**Passage to read:**

============================================================

1. Introduction
Runs of homozygosity (ROH) are contiguous homozygous segments of the genome, which can arise from the mating of two related individuals that transmit identical haplotypes to their offspring [
1]. Long ROH segments are often associated with recent inbreeding, while short ROH are linked to ancient inbreeding, owing to the higher probability of recombination events occurring as the number of generations increases [
2]. Thus, ROH analyses are paramount for estimating genetic diversity metrics such as ROH-based inbreeding coefficient (FROH), i.e., the ratio of the total length of an individual’s autosomal genome in ROH to the total length of the autosomal genome covered by single nucleotide polymorphism (SNP) [
2]. FROH tends to be more accurate than pedigree-based inbreeding coefficients and enables the identification of specific genomic regions with greater inbreeding [
3]. The identification of ROH regions also contributes to the characterization of population history, structure, and demographic events [
4], and further reveals the selection signatures that are characterized by fixation of alleles under high selection pressure on a population [
5,
6], with a subsequent increase in homozygosity in regions around these alleles [
7,
8].

============================================================

**Records provided:**

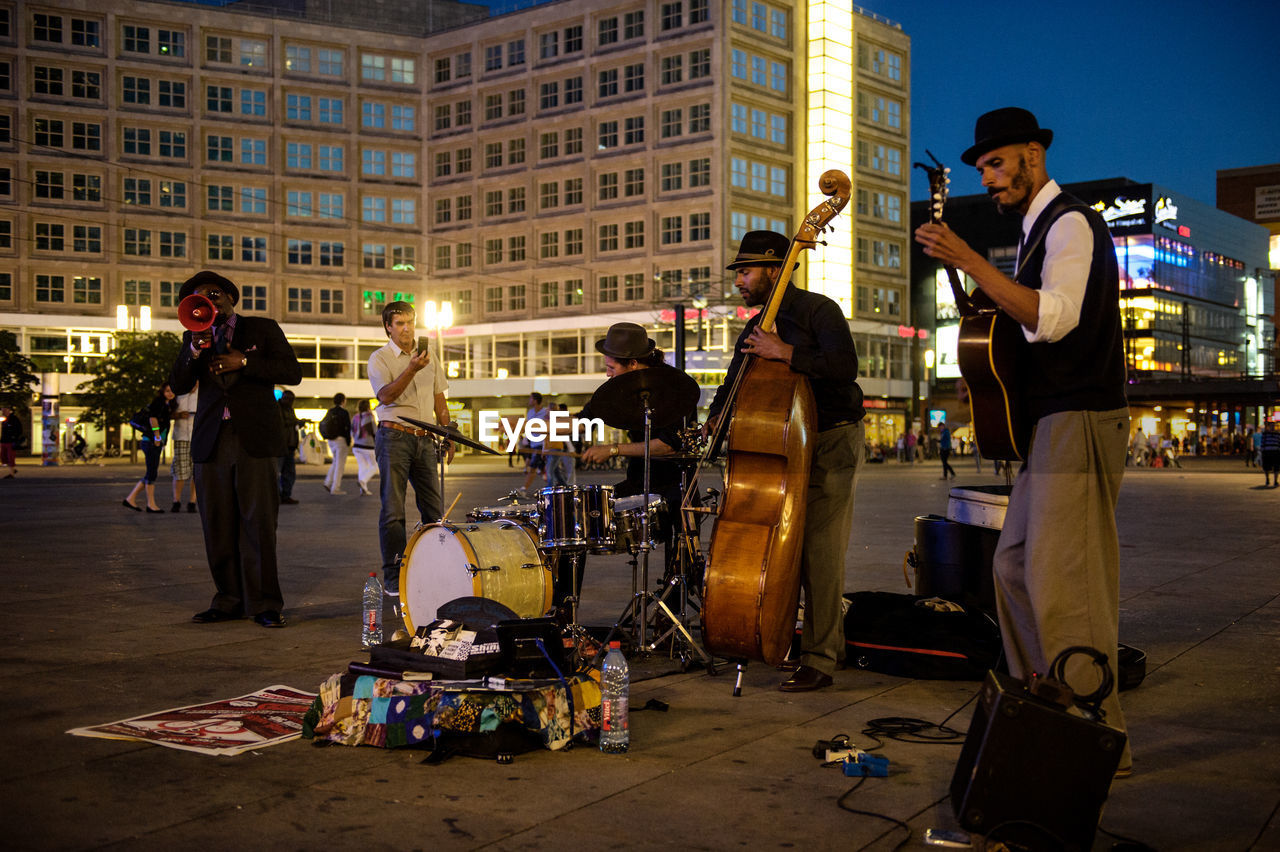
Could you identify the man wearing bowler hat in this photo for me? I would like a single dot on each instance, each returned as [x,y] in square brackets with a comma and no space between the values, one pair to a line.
[236,439]
[1057,562]
[626,348]
[812,337]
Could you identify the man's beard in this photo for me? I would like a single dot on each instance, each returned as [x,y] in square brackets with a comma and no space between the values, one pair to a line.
[1022,179]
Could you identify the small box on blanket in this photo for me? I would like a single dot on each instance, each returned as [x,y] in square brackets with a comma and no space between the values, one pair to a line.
[447,649]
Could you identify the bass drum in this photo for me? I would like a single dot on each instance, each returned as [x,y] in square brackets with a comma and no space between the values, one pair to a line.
[497,559]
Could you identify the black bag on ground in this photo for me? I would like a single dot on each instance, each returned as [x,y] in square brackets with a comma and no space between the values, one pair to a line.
[896,635]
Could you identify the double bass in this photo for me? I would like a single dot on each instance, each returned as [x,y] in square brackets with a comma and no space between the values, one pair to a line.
[752,583]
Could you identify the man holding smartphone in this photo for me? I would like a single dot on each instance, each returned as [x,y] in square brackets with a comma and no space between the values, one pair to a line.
[407,383]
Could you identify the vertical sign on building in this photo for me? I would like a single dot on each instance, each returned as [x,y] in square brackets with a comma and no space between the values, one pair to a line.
[831,140]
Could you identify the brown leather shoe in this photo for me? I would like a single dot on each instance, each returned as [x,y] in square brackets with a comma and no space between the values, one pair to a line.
[805,679]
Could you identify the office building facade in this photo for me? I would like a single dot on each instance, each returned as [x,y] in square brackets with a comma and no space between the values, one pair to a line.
[543,173]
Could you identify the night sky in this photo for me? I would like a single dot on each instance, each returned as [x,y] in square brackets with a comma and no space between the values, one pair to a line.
[1160,92]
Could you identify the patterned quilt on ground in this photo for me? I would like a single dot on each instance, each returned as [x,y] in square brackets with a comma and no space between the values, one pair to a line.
[388,713]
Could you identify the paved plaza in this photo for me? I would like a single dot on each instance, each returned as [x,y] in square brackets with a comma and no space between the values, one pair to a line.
[97,607]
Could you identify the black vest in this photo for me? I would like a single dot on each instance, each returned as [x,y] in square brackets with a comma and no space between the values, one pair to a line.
[1084,370]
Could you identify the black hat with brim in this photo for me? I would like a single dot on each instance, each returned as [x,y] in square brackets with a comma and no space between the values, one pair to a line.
[208,278]
[1006,126]
[626,342]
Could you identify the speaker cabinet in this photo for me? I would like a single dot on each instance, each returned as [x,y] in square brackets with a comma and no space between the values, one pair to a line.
[1029,768]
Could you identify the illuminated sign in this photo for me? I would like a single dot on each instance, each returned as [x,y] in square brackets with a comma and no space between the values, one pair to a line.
[1123,213]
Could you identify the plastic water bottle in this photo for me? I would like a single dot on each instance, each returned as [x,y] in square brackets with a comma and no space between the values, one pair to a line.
[615,685]
[371,631]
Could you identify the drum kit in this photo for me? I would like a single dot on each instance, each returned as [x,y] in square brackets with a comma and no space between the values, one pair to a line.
[529,555]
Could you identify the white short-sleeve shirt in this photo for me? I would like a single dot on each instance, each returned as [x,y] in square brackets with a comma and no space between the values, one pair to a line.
[419,397]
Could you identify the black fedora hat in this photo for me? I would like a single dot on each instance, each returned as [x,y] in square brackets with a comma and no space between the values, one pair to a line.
[1006,126]
[760,248]
[626,342]
[208,278]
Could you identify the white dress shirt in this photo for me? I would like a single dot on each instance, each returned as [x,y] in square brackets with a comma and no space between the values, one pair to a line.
[1068,256]
[419,397]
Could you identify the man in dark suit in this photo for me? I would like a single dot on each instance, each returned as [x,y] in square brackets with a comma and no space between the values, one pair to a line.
[236,439]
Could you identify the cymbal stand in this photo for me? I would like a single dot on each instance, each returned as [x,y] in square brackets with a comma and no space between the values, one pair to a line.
[677,583]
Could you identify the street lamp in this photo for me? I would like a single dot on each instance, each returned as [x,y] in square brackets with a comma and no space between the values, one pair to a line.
[126,321]
[438,317]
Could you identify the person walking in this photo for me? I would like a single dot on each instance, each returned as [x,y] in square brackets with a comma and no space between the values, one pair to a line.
[1270,456]
[10,439]
[289,459]
[362,436]
[945,452]
[151,439]
[336,427]
[181,467]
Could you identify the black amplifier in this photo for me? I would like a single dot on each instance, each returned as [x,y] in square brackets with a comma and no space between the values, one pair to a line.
[1031,772]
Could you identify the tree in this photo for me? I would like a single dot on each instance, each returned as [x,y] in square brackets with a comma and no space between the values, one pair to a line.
[128,376]
[17,374]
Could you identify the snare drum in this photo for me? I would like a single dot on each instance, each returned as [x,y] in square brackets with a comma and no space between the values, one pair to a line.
[598,518]
[629,516]
[561,517]
[494,559]
[525,512]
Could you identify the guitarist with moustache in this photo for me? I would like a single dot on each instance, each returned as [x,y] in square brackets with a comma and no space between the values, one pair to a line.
[1056,567]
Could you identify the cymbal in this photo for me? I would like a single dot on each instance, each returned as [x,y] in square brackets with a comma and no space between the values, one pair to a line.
[453,435]
[671,394]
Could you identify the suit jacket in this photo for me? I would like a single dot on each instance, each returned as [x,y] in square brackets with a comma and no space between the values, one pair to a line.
[248,393]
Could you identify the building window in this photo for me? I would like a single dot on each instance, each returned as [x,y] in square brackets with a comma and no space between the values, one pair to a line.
[607,289]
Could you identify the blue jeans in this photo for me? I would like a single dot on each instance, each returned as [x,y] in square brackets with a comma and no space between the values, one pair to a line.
[151,454]
[403,459]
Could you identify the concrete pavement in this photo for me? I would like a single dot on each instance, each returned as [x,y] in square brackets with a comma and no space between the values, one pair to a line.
[97,603]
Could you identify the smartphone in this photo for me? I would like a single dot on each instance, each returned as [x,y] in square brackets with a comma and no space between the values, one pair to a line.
[950,839]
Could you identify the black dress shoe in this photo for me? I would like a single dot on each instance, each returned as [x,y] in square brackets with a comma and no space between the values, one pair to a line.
[211,615]
[269,618]
[805,679]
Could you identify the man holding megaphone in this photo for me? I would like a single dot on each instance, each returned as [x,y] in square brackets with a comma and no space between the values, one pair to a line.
[237,436]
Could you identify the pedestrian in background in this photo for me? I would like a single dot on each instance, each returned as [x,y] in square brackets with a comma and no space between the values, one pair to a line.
[1270,450]
[151,440]
[289,461]
[181,467]
[945,452]
[362,436]
[336,427]
[10,439]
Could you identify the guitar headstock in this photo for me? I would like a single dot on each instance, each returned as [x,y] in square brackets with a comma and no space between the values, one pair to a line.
[940,177]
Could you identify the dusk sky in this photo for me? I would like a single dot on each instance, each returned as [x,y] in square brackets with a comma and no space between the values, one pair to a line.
[1160,92]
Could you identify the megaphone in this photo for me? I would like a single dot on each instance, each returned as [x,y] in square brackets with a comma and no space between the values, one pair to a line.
[196,314]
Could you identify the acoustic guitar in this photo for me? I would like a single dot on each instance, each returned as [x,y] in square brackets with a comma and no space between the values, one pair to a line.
[991,353]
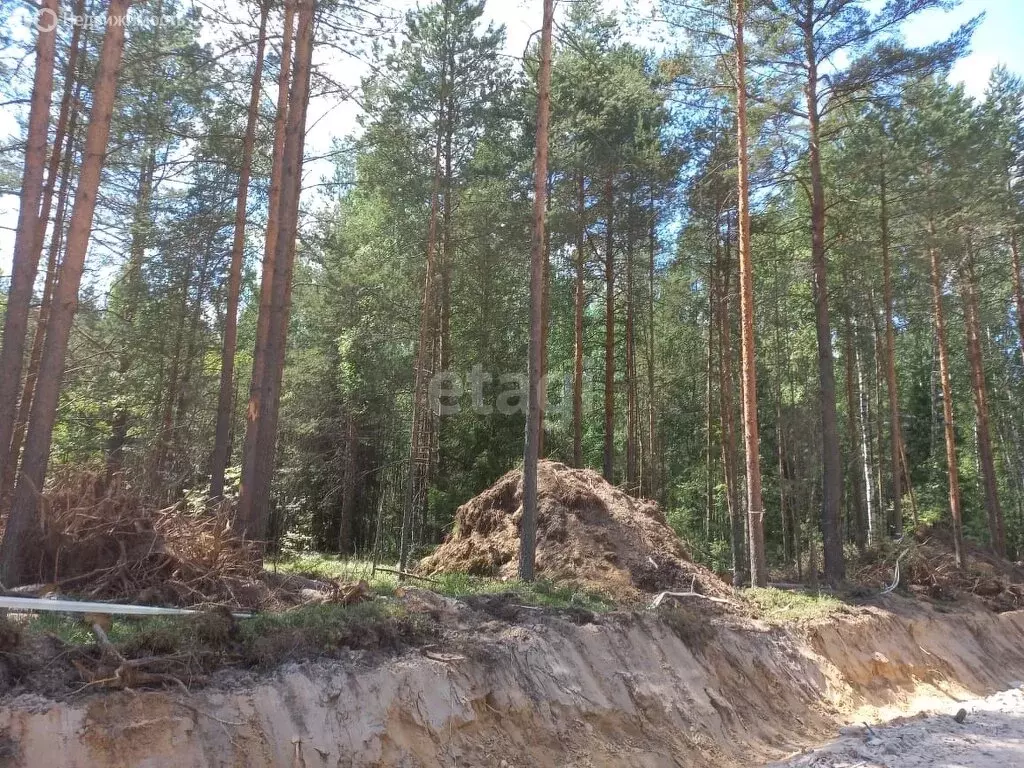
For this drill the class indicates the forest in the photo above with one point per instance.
(758, 260)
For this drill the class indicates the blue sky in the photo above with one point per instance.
(999, 40)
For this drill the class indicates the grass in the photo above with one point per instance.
(540, 593)
(263, 640)
(785, 606)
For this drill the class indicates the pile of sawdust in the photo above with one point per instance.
(589, 534)
(928, 568)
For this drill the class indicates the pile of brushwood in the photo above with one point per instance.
(927, 568)
(102, 541)
(589, 534)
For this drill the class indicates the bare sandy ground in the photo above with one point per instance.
(990, 736)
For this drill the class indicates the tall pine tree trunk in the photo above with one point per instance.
(996, 526)
(270, 242)
(133, 290)
(650, 473)
(710, 469)
(832, 469)
(947, 398)
(737, 536)
(752, 434)
(861, 473)
(1015, 256)
(535, 416)
(892, 383)
(225, 397)
(609, 333)
(580, 298)
(23, 524)
(31, 228)
(258, 456)
(632, 422)
(60, 166)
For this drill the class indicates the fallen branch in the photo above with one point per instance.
(679, 595)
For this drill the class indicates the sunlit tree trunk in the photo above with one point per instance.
(579, 308)
(60, 167)
(31, 228)
(996, 527)
(832, 468)
(132, 291)
(947, 398)
(752, 434)
(23, 524)
(225, 397)
(609, 333)
(1018, 292)
(527, 532)
(632, 422)
(737, 535)
(650, 473)
(861, 472)
(244, 511)
(254, 498)
(892, 383)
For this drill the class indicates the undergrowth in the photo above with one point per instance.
(540, 593)
(786, 606)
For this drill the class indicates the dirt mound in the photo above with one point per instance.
(588, 532)
(928, 568)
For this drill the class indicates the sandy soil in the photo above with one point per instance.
(991, 736)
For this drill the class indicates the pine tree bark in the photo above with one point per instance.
(752, 434)
(652, 486)
(31, 228)
(546, 312)
(996, 526)
(1015, 256)
(527, 532)
(737, 535)
(892, 383)
(270, 242)
(23, 523)
(947, 398)
(579, 308)
(420, 440)
(133, 288)
(60, 167)
(710, 392)
(609, 332)
(860, 479)
(254, 498)
(832, 470)
(225, 397)
(632, 421)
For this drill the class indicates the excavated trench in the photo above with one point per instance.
(624, 690)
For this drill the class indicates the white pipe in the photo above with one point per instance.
(74, 606)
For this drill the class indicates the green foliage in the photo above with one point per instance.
(786, 606)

============================================================

**How to complete this task:** Decide whether each statement below agrees with the introduction on runs of homozygosity, answering yes or no and quoting the words from that text that settle it. (a) Long ROH segments are often linked to ancient inbreeding. (b) FROH tends to be more accurate than pedigree-based inbreeding coefficients. (c) ROH can arise when two related individuals mate.

**Solved problem:**
(a) No: "Long ROH segments are often associated with recent inbreeding, while short ROH are linked to ancient inbreeding"
(b) Yes: "FROH tends to be more accurate than pedigree-based inbreeding coefficients"
(c) Yes: "which can arise from the mating of two related individuals that transmit identical haplotypes to their offspring"